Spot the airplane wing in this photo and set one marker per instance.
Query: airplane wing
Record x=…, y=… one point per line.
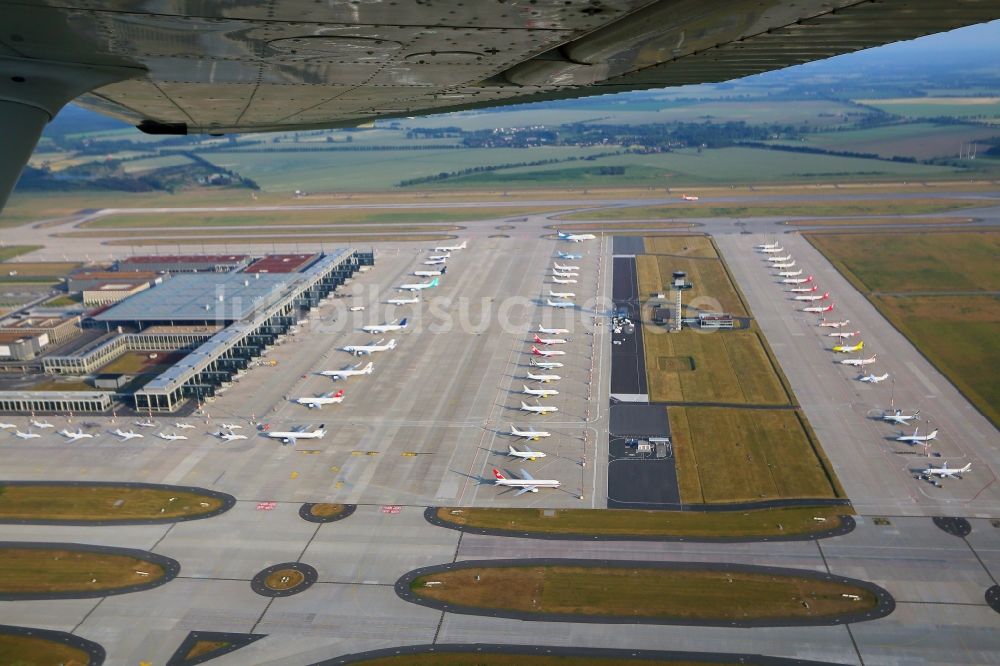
x=249, y=66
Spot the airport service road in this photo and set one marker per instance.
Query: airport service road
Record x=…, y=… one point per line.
x=875, y=471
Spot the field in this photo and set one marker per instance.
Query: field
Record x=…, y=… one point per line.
x=948, y=309
x=655, y=593
x=667, y=524
x=743, y=455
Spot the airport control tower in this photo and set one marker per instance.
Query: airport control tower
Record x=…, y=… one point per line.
x=679, y=285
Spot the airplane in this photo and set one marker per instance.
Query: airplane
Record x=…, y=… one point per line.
x=546, y=352
x=872, y=378
x=527, y=454
x=385, y=328
x=825, y=296
x=538, y=409
x=899, y=418
x=290, y=437
x=527, y=483
x=349, y=371
x=330, y=398
x=943, y=471
x=365, y=350
x=75, y=436
x=561, y=304
x=403, y=301
x=450, y=248
x=859, y=361
x=541, y=393
x=532, y=434
x=418, y=286
x=916, y=438
x=576, y=238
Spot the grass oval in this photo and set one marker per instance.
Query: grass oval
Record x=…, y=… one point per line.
x=29, y=502
x=664, y=593
x=62, y=571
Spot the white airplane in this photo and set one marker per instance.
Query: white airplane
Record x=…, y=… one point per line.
x=872, y=378
x=917, y=438
x=532, y=434
x=527, y=454
x=575, y=238
x=859, y=361
x=546, y=352
x=943, y=471
x=527, y=483
x=292, y=436
x=75, y=436
x=540, y=393
x=317, y=402
x=822, y=297
x=385, y=328
x=365, y=350
x=349, y=371
x=418, y=285
x=899, y=418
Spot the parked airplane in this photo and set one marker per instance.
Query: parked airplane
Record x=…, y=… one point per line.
x=541, y=393
x=575, y=238
x=527, y=454
x=365, y=350
x=546, y=352
x=872, y=378
x=317, y=402
x=349, y=371
x=943, y=471
x=531, y=434
x=845, y=349
x=418, y=285
x=385, y=328
x=859, y=361
x=527, y=483
x=75, y=436
x=450, y=248
x=293, y=436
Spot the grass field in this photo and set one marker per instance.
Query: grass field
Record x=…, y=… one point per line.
x=53, y=569
x=681, y=594
x=742, y=455
x=99, y=502
x=667, y=524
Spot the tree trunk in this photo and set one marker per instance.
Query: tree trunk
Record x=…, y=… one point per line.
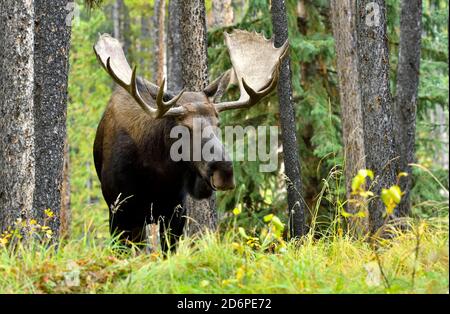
---
Aim of the task.
Arrange every line of the data above as a numbered list, skipping any blank lines and leaving out the pictures.

The answer.
1. Spot the airplane wing in this photo and set one marker per instance.
2. Query: airplane wing
3. Record x=…, y=… one point per line.
4. x=249, y=66
5. Spot the airport service road in this photo and set one marker per instance.
6. Query: airport service road
7. Record x=…, y=… one point per line.
8. x=875, y=471
9. Spot the field in this photo and set one marker per instance.
10. Query: field
11. Record x=…, y=… one point per line.
12. x=948, y=309
13. x=655, y=593
14. x=667, y=524
15. x=743, y=455
16. Spot the airport control tower in this photo and set one marker per instance.
17. Query: airport control tower
18. Record x=…, y=… one point per line.
19. x=679, y=285
20. Spot the airplane in this photo and set one marker per instance.
21. Query: airplane
22. Record x=…, y=… one point per line.
23. x=546, y=352
24. x=872, y=378
25. x=527, y=454
26. x=385, y=328
27. x=825, y=296
28. x=538, y=409
29. x=899, y=418
30. x=290, y=437
31. x=527, y=483
32. x=349, y=371
33. x=330, y=398
34. x=943, y=471
35. x=365, y=350
36. x=75, y=436
37. x=561, y=304
38. x=403, y=301
39. x=450, y=248
40. x=859, y=361
41. x=541, y=393
42. x=532, y=434
43. x=418, y=286
44. x=916, y=438
45. x=576, y=238
46. Spot the grass oval in this photo and set one marker per instance.
47. Query: grass oval
48. Record x=…, y=… one point per line.
49. x=29, y=502
50. x=664, y=593
51. x=62, y=571
52. Spot the white airplane in this photo and set one marker per instance.
53. Query: white airplane
54. Record x=…, y=… one point per line.
55. x=872, y=378
56. x=917, y=438
57. x=532, y=434
58. x=527, y=454
59. x=575, y=238
60. x=859, y=361
61. x=546, y=352
62. x=943, y=471
63. x=527, y=483
64. x=292, y=436
65. x=75, y=436
66. x=540, y=393
67. x=317, y=402
68. x=822, y=297
69. x=385, y=328
70. x=365, y=350
71. x=349, y=371
72. x=418, y=285
73. x=899, y=418
74. Spot the parked airplane in this photo and set one marker per instance.
75. Query: parked airplane
76. Record x=…, y=… one point per line.
77. x=541, y=393
78. x=575, y=238
79. x=527, y=454
80. x=365, y=350
81. x=546, y=352
82. x=872, y=378
83. x=317, y=402
84. x=349, y=371
85. x=943, y=471
86. x=531, y=434
87. x=845, y=349
88. x=418, y=285
89. x=385, y=328
90. x=859, y=361
91. x=527, y=483
92. x=75, y=436
93. x=450, y=248
94. x=293, y=436
95. Spot the grass field in this photo and set one marker per instance.
96. Query: grass field
97. Record x=…, y=… one point per line.
98. x=53, y=569
99. x=681, y=594
100. x=742, y=455
101. x=99, y=502
102. x=667, y=524
103. Spot the tree trunk in this photo and set one marker per instance.
104. Query: tree trunk
105. Record x=…, y=… one point per line.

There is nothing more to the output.